Make an exact copy of the lines from the top of the entries below through the line with "Objective: for every instance of the grazing". Leave all pictures out.

### Excerpted records

[Start of section]

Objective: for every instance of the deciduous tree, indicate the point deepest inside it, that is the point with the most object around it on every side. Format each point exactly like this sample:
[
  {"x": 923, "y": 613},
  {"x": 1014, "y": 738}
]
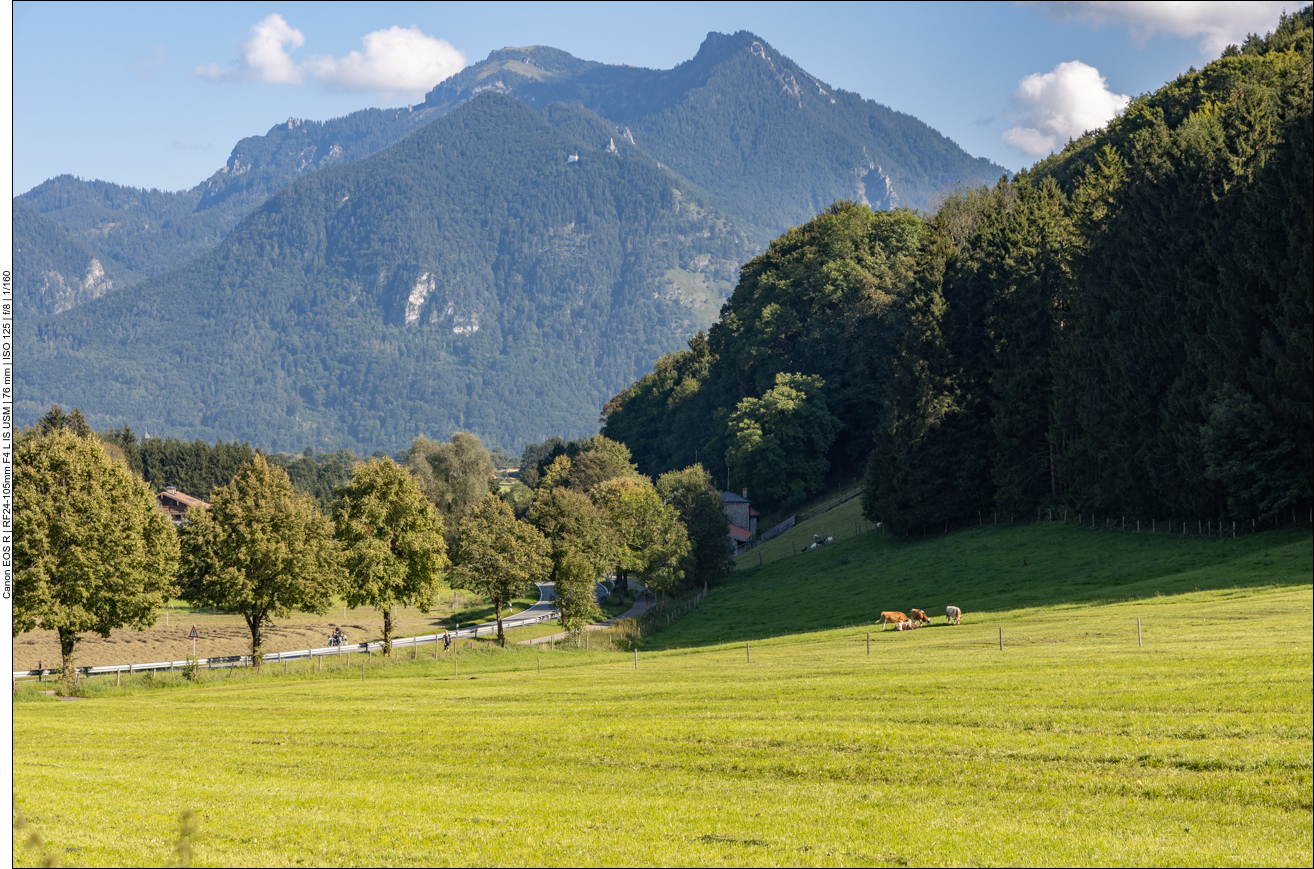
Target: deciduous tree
[
  {"x": 92, "y": 548},
  {"x": 695, "y": 500},
  {"x": 262, "y": 551},
  {"x": 498, "y": 556},
  {"x": 581, "y": 546},
  {"x": 778, "y": 443},
  {"x": 453, "y": 475},
  {"x": 392, "y": 539},
  {"x": 653, "y": 543}
]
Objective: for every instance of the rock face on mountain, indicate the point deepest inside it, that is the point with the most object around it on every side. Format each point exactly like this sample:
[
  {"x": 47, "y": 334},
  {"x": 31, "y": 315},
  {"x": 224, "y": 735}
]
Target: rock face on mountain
[
  {"x": 145, "y": 233},
  {"x": 771, "y": 143},
  {"x": 503, "y": 258},
  {"x": 57, "y": 272},
  {"x": 471, "y": 276}
]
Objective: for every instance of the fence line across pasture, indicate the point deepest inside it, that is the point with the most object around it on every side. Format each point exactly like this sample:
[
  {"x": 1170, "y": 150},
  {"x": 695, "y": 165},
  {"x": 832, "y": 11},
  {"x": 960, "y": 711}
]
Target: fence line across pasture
[
  {"x": 1122, "y": 523},
  {"x": 305, "y": 654}
]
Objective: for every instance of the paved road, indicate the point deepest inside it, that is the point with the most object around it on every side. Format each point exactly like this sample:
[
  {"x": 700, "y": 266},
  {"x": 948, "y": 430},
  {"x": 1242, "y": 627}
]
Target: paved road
[{"x": 540, "y": 611}]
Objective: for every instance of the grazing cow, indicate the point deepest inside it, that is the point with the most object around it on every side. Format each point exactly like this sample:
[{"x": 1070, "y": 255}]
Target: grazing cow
[{"x": 891, "y": 618}]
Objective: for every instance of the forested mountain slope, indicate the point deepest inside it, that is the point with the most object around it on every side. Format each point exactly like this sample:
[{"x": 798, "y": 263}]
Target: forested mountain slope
[
  {"x": 146, "y": 233},
  {"x": 472, "y": 276},
  {"x": 769, "y": 142},
  {"x": 57, "y": 271},
  {"x": 1126, "y": 329},
  {"x": 744, "y": 122}
]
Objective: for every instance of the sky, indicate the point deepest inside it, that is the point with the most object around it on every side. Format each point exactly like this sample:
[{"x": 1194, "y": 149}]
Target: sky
[{"x": 157, "y": 95}]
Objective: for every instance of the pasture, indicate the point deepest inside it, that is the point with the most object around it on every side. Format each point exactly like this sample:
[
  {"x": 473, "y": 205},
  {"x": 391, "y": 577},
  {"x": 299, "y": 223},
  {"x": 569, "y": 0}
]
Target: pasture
[
  {"x": 1071, "y": 746},
  {"x": 222, "y": 635}
]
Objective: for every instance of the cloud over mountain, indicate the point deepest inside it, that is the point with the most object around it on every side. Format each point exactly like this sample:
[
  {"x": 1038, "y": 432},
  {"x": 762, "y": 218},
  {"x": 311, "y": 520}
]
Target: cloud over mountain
[
  {"x": 1061, "y": 105},
  {"x": 394, "y": 61},
  {"x": 1216, "y": 24},
  {"x": 397, "y": 59}
]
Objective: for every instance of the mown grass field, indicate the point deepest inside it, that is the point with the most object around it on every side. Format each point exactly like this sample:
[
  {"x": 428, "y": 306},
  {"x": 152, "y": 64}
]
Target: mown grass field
[
  {"x": 224, "y": 635},
  {"x": 1070, "y": 746}
]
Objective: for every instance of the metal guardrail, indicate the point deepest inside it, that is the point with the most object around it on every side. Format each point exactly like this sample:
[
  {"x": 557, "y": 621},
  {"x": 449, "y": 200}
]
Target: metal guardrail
[
  {"x": 327, "y": 651},
  {"x": 273, "y": 657}
]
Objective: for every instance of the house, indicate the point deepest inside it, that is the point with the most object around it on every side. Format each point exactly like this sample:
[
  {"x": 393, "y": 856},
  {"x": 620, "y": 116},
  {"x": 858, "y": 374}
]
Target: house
[
  {"x": 176, "y": 502},
  {"x": 743, "y": 519}
]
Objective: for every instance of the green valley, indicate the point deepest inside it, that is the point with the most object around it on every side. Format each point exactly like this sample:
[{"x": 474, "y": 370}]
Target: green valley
[{"x": 1072, "y": 744}]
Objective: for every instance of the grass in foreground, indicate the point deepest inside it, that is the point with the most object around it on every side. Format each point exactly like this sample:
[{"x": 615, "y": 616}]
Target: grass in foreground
[{"x": 1072, "y": 746}]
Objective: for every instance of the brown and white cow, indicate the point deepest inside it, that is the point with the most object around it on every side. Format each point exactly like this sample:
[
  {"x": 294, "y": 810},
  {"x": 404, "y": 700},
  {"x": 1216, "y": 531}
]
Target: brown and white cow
[{"x": 891, "y": 618}]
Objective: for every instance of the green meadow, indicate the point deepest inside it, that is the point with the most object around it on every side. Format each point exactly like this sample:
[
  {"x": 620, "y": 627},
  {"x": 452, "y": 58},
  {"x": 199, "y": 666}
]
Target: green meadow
[{"x": 757, "y": 727}]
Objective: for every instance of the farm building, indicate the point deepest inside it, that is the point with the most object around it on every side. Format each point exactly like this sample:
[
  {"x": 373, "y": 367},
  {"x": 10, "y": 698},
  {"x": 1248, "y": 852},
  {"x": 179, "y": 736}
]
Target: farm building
[
  {"x": 176, "y": 502},
  {"x": 743, "y": 519}
]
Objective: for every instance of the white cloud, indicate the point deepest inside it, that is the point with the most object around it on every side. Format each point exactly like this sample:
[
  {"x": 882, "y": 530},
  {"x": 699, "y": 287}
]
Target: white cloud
[
  {"x": 394, "y": 61},
  {"x": 264, "y": 54},
  {"x": 1216, "y": 24},
  {"x": 1059, "y": 105}
]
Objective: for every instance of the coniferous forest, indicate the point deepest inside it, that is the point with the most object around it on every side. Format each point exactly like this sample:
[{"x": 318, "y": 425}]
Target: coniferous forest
[{"x": 1124, "y": 329}]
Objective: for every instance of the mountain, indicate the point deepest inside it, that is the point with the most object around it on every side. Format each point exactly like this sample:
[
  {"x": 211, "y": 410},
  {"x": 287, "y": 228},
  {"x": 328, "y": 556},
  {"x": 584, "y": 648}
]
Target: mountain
[
  {"x": 57, "y": 271},
  {"x": 490, "y": 272},
  {"x": 145, "y": 233},
  {"x": 450, "y": 264},
  {"x": 770, "y": 142}
]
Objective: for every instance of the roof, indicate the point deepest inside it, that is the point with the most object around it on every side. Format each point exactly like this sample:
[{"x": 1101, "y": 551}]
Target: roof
[{"x": 181, "y": 497}]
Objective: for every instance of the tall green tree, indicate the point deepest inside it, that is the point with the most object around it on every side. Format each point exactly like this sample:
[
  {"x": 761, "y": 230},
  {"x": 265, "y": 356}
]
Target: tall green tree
[
  {"x": 498, "y": 556},
  {"x": 392, "y": 539},
  {"x": 92, "y": 551},
  {"x": 653, "y": 542},
  {"x": 453, "y": 476},
  {"x": 695, "y": 500},
  {"x": 262, "y": 551},
  {"x": 581, "y": 546},
  {"x": 778, "y": 443}
]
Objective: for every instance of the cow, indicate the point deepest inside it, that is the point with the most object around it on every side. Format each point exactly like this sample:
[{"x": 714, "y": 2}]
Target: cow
[{"x": 891, "y": 618}]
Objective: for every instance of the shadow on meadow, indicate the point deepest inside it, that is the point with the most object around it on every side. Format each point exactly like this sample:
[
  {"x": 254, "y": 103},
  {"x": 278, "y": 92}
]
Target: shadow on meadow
[{"x": 984, "y": 569}]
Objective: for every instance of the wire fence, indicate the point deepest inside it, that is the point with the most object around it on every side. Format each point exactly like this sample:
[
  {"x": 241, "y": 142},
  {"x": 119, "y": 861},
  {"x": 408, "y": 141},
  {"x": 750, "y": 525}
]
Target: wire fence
[{"x": 230, "y": 661}]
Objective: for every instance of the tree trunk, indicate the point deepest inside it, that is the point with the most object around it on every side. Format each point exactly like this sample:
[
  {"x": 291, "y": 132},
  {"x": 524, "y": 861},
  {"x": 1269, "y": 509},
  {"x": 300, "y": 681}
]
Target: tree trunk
[
  {"x": 67, "y": 640},
  {"x": 255, "y": 622}
]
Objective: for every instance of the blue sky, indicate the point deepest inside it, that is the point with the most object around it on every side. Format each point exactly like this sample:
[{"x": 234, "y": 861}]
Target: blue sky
[{"x": 157, "y": 95}]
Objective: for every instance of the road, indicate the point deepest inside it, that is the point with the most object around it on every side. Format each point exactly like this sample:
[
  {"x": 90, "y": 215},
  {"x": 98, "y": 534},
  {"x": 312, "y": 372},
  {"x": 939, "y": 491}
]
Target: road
[{"x": 540, "y": 611}]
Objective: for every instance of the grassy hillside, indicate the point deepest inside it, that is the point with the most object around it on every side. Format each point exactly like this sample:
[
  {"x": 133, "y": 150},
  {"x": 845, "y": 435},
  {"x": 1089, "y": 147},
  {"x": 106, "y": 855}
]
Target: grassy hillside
[
  {"x": 990, "y": 572},
  {"x": 1071, "y": 746}
]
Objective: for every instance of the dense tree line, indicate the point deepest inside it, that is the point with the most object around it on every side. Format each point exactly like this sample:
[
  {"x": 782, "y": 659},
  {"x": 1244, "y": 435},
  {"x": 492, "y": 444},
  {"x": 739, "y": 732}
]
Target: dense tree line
[
  {"x": 93, "y": 551},
  {"x": 1126, "y": 328}
]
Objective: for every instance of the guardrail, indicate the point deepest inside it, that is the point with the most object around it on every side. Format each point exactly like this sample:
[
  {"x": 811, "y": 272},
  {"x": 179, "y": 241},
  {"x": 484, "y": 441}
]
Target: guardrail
[{"x": 327, "y": 651}]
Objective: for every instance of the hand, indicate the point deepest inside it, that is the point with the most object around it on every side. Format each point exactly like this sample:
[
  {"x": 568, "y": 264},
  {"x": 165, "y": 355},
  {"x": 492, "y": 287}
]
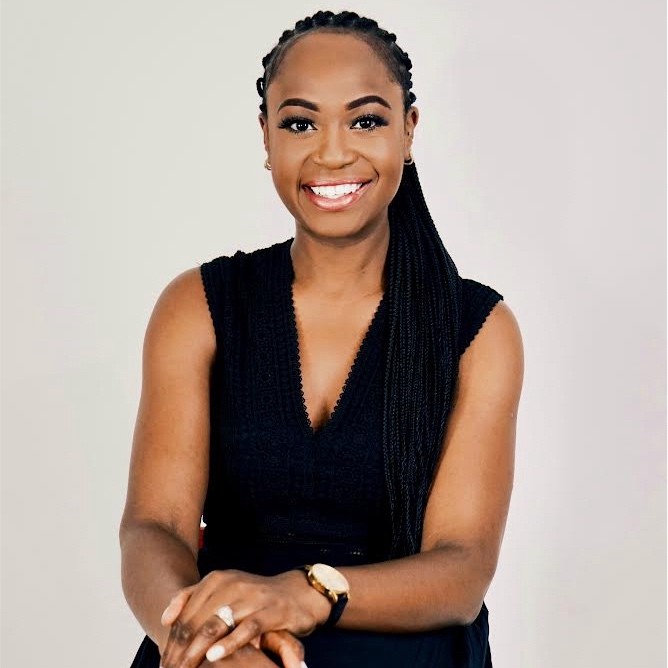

[End of section]

### Finished task
Objective: for every instance of the deciduous tree, indicate the point deepest inside it, that is the point with the most object around it on every side. Format each point exactly like this sample:
[
  {"x": 923, "y": 613},
  {"x": 1014, "y": 738}
]
Target: deciduous tree
[
  {"x": 92, "y": 548},
  {"x": 695, "y": 500},
  {"x": 262, "y": 551},
  {"x": 498, "y": 556},
  {"x": 581, "y": 546},
  {"x": 778, "y": 443},
  {"x": 453, "y": 475},
  {"x": 392, "y": 539},
  {"x": 653, "y": 543}
]
Objective: for every instance of the rock face on mountain, indicate the point deepest inside it, that is the point with the most object around it on every side. Format each point exactly like this sample:
[
  {"x": 47, "y": 334},
  {"x": 31, "y": 315},
  {"x": 224, "y": 735}
]
Target: rock face on mountain
[
  {"x": 145, "y": 233},
  {"x": 771, "y": 143},
  {"x": 503, "y": 258},
  {"x": 57, "y": 272},
  {"x": 471, "y": 276}
]
Objective: for every instance of the fence line across pasture, indicate the point deepest inside it, that is the point with the most object around it on every side. Format each point exactly like this sample:
[
  {"x": 1170, "y": 150},
  {"x": 695, "y": 165},
  {"x": 832, "y": 11},
  {"x": 960, "y": 711}
]
Target: fence line across pasture
[
  {"x": 1122, "y": 523},
  {"x": 305, "y": 654}
]
Objective: for every instance of the paved road, indicate the point deepest inside it, that is the point with the most object around it on every side. Format each point exactly like this sample:
[
  {"x": 700, "y": 266},
  {"x": 948, "y": 430},
  {"x": 1242, "y": 627}
]
Target: paved road
[{"x": 540, "y": 611}]
Objective: for every instance of the grazing cow, indicate the point deepest inside it, that is the point with the most object around it on every side. Format each point exactly like this sample:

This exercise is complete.